AIM →
Count the lines in the entries below that contain the word "photo", and reply with the number alone.
* * * * *
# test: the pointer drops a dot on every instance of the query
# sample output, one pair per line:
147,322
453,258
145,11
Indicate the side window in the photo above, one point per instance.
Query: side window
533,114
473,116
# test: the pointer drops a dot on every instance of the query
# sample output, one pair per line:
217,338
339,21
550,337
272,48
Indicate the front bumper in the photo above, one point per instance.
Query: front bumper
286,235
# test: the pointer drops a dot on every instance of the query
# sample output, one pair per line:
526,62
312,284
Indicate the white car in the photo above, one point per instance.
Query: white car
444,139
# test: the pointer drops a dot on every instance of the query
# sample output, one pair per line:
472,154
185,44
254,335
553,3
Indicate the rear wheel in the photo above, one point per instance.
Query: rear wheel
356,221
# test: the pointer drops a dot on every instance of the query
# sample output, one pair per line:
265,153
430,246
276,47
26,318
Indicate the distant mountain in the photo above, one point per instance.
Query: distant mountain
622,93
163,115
* * * * *
RESPONSE TO THIS EXERCISE →
5